BRIEF 1:
Answer these about the piece on whether monogamy is unnatural:
(a) What national debate does the piece say was underway when the CNN op-ed appeared?
(b) Who wrote the op-ed?
(c) What does Laslocky say it is time for our culture to wake up and smell?
BRIEF 2: Extend the piece on whether monogamy is unnatural, picking up right after its final sentence.

Is Monogamy Unnatural?

In the middle of a national debate on same sex marriage, today’s CNN op-ed piece claims that the entire concept of marriage may be completely unnecessary. According to Meghan Laslocky we need to “Face It: Monogamy is unnatural.”

Laslocky claims that fidelity within marriage is a faulty gauge for its success, since “biologically, we humans are animals. So it makes sense to look to the animal kingdom for clues as to what we are built for.” Since most mammals aren’t monogamous, why should we expect humans to be any different? “Many are quick to label a person who strays from his or her marriage or relationship as a ‘cheater,’ but it’s really not that simple. It’s time for our culture to wake up and smell the sex pheromones: monogamy is not natural for many, or probably even most, humans,” said Laslocky.

AVAILABLE DATA:
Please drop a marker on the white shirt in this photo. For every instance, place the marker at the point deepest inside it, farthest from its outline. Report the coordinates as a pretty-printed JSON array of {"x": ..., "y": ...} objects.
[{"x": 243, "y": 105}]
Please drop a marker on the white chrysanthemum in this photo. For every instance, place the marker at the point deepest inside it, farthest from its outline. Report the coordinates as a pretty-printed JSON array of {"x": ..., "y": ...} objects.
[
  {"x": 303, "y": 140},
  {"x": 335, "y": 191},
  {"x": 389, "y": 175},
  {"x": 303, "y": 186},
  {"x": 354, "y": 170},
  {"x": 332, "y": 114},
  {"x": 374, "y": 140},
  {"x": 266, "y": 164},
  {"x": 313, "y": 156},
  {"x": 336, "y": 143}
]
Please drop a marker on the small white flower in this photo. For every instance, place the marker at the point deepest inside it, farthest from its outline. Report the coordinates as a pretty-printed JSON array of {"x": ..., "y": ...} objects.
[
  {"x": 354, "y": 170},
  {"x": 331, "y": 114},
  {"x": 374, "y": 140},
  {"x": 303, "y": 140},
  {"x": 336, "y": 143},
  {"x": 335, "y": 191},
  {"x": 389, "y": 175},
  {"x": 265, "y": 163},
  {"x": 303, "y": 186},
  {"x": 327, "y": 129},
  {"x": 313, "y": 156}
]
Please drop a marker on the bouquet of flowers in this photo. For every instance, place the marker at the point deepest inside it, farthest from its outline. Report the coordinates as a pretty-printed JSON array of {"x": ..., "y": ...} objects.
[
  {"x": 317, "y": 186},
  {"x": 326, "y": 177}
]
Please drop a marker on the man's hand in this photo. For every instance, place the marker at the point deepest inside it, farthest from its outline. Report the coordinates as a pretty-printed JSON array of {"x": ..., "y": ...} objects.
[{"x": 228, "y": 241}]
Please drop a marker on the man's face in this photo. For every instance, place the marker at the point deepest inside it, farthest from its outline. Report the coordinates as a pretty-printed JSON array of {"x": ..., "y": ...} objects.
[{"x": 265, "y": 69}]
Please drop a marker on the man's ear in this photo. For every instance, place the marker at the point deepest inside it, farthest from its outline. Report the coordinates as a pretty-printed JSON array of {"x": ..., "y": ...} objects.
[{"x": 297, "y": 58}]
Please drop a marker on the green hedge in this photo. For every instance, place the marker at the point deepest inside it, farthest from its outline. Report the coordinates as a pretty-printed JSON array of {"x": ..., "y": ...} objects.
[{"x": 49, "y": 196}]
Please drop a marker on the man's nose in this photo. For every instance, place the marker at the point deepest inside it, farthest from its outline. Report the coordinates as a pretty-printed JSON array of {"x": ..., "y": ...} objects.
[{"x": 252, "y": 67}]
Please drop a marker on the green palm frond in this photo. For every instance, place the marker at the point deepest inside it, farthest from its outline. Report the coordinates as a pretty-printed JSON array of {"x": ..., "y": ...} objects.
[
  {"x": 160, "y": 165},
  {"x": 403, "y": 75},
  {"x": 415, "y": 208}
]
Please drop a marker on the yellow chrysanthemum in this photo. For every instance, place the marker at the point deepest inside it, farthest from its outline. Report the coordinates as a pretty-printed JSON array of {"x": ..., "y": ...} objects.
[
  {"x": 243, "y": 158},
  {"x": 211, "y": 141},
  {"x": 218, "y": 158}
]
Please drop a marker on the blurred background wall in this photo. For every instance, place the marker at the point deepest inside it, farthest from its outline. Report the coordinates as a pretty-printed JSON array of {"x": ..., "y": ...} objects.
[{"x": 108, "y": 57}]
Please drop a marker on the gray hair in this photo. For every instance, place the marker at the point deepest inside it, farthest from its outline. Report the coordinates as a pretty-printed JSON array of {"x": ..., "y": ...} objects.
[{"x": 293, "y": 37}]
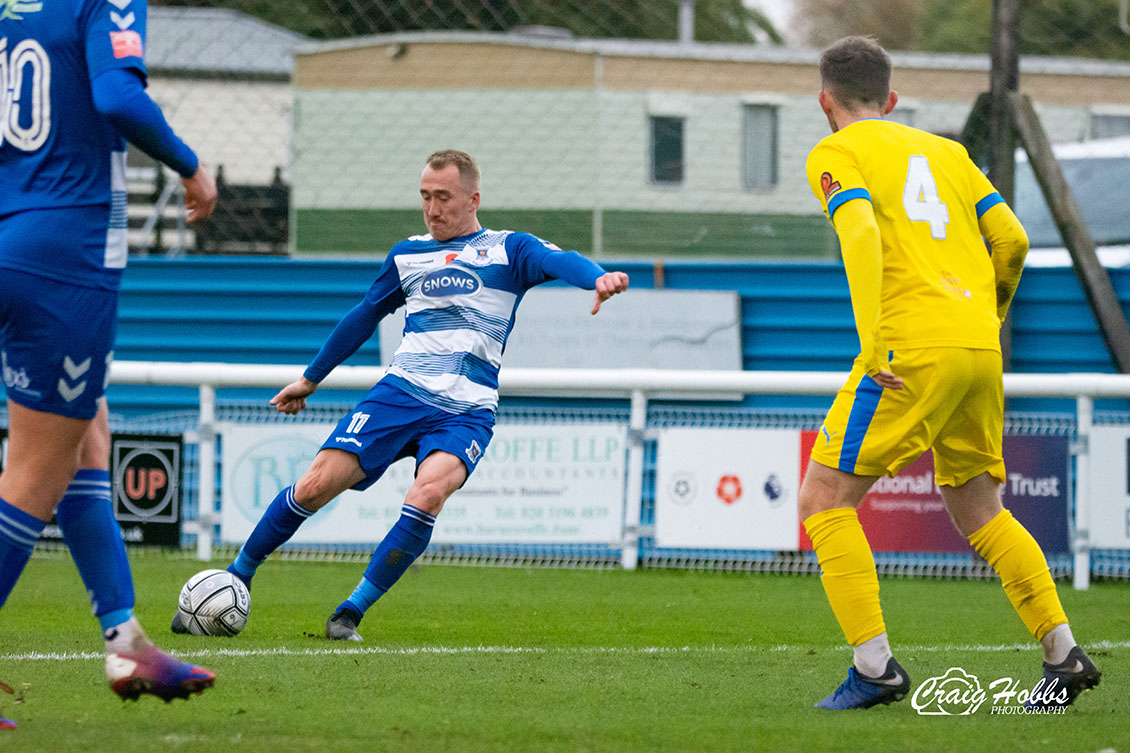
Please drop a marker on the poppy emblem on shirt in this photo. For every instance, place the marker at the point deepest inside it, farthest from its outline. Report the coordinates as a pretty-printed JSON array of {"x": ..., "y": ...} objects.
[
  {"x": 828, "y": 184},
  {"x": 450, "y": 280}
]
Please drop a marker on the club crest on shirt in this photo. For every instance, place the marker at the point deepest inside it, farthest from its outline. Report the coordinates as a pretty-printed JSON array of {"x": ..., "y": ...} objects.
[
  {"x": 828, "y": 184},
  {"x": 450, "y": 280},
  {"x": 483, "y": 256},
  {"x": 14, "y": 8}
]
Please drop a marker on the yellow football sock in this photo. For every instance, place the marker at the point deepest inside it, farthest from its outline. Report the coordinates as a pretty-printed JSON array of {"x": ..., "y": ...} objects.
[
  {"x": 850, "y": 580},
  {"x": 1009, "y": 548}
]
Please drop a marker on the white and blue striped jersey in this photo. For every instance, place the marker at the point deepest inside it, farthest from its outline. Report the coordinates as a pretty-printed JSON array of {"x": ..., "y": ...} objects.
[
  {"x": 461, "y": 297},
  {"x": 55, "y": 149}
]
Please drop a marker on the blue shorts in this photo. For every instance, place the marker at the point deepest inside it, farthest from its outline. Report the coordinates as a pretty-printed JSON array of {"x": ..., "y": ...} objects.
[
  {"x": 389, "y": 424},
  {"x": 57, "y": 342}
]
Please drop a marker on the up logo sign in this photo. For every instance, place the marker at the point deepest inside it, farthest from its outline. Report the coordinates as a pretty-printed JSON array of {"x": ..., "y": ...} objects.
[{"x": 146, "y": 476}]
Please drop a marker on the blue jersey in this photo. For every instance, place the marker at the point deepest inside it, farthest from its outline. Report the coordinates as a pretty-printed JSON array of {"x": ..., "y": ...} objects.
[
  {"x": 57, "y": 152},
  {"x": 460, "y": 296}
]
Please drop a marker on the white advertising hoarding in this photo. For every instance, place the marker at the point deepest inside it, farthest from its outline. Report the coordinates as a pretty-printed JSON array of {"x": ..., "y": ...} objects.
[
  {"x": 536, "y": 483},
  {"x": 727, "y": 488},
  {"x": 1109, "y": 485},
  {"x": 659, "y": 329}
]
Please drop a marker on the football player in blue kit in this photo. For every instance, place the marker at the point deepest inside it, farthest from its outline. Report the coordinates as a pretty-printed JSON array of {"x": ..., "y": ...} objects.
[
  {"x": 71, "y": 89},
  {"x": 461, "y": 286}
]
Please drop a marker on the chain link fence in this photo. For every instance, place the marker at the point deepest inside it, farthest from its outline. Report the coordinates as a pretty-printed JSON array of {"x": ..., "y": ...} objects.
[{"x": 619, "y": 128}]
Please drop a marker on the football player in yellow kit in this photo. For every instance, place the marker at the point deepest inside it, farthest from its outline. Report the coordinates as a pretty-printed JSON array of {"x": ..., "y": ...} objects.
[{"x": 911, "y": 210}]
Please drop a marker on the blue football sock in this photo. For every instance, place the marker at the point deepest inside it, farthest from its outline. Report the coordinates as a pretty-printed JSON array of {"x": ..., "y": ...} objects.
[
  {"x": 274, "y": 529},
  {"x": 18, "y": 534},
  {"x": 396, "y": 553},
  {"x": 86, "y": 518}
]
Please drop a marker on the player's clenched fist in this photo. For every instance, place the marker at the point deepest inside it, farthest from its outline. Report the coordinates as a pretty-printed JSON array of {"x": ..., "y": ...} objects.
[{"x": 608, "y": 285}]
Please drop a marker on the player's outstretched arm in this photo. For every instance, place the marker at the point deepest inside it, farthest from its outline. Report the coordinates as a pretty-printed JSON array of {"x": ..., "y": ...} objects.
[
  {"x": 1009, "y": 244},
  {"x": 862, "y": 254},
  {"x": 200, "y": 195},
  {"x": 608, "y": 285},
  {"x": 120, "y": 95},
  {"x": 293, "y": 397}
]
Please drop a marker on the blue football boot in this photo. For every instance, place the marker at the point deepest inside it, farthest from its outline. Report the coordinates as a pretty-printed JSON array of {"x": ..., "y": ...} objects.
[{"x": 862, "y": 692}]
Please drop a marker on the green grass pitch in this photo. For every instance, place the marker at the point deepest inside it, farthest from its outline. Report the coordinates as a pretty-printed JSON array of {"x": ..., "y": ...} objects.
[{"x": 493, "y": 659}]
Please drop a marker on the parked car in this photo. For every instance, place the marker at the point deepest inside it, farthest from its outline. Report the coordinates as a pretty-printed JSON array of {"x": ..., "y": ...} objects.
[{"x": 1098, "y": 173}]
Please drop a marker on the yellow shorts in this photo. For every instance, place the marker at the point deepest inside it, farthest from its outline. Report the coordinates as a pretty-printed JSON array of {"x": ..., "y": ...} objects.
[{"x": 952, "y": 400}]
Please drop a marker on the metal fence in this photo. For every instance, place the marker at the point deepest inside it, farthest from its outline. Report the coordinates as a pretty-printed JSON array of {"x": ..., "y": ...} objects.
[{"x": 616, "y": 127}]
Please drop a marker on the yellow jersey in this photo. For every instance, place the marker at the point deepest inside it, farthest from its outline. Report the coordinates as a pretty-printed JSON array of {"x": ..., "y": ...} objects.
[{"x": 938, "y": 284}]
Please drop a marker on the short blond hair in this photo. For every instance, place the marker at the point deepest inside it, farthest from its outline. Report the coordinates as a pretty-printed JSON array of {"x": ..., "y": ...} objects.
[
  {"x": 857, "y": 71},
  {"x": 468, "y": 169}
]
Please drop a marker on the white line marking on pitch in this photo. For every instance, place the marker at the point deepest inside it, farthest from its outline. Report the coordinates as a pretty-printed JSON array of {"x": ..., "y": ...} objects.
[{"x": 454, "y": 650}]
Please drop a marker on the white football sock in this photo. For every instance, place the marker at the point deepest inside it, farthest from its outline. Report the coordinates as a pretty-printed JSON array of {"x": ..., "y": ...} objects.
[
  {"x": 1058, "y": 642},
  {"x": 871, "y": 656},
  {"x": 127, "y": 638}
]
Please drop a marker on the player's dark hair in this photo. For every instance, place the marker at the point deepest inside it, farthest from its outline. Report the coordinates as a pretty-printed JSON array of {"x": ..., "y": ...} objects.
[
  {"x": 468, "y": 169},
  {"x": 857, "y": 71}
]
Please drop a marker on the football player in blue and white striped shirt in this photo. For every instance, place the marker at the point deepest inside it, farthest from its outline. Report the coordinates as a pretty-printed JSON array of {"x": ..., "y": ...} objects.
[{"x": 461, "y": 285}]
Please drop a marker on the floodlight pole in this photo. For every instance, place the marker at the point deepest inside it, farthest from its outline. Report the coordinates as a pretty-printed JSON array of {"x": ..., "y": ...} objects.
[{"x": 1004, "y": 78}]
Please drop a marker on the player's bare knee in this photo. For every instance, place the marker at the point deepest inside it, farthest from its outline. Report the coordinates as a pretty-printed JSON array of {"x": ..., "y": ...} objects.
[
  {"x": 314, "y": 490},
  {"x": 428, "y": 495}
]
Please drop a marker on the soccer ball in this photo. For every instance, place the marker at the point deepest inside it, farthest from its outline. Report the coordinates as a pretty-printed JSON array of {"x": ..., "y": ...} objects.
[{"x": 214, "y": 603}]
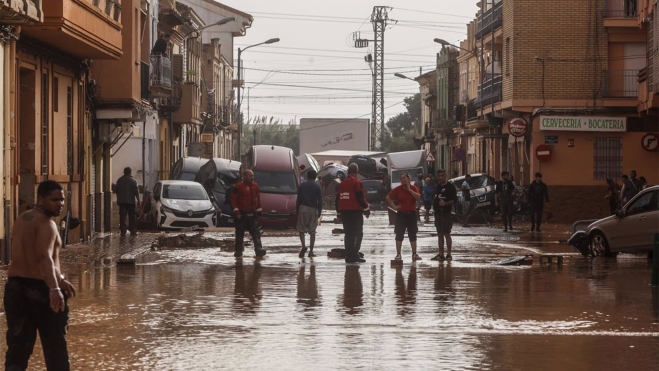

ANSWER BOX 1:
(a) The debate on same sex marriage.
(b) Meghan Laslocky.
(c) The sex pheromones.

ANSWER BOX 2:
When a man or woman cheats on his or her spouse, it’s simply the result of the person’s “brain wiring.” It’s simply unrealistic to expect humans to behave differently, especially since we are living longer than we did 100 years ago. With the average age of marriage being 28 for men and 26 for women, Laslocky explains, “this means that a person is theoretically expected to have one sexual partner for about 50 years. This seems like a lot to expect of any human being — even the most honorable, ethical and moral.”

Her argument is just one among many claiming that our sexual ethics are more a result of being biologically hardwired animals rather than of being responsible moral agents. Laslocky would have us believe that we’ve evolved to be a little higher than the animals; God would have us know that we were made “a little lower than the angels.” (Ps. 8:5)

But in a way, she has a point. Monogamy is unnatural. If all we are as humans comes down to just being the highest form of mammals, then she’s right – moral faithfulness is a completely unrealistic expectation.

But here’s why I believe Laslocky’s argument doesn’t hold up: We’re not highly evolved animals. We’re the Creator’s image-bearers. And marriage isn’t a culturally outdated social institution that suits our nature. Marriage is a culturally transcending message that displays and communicates God’s nature (Eph. 5:22-33). That kind of human relationship, and the self-denying faithfulness it requires, is unnatural.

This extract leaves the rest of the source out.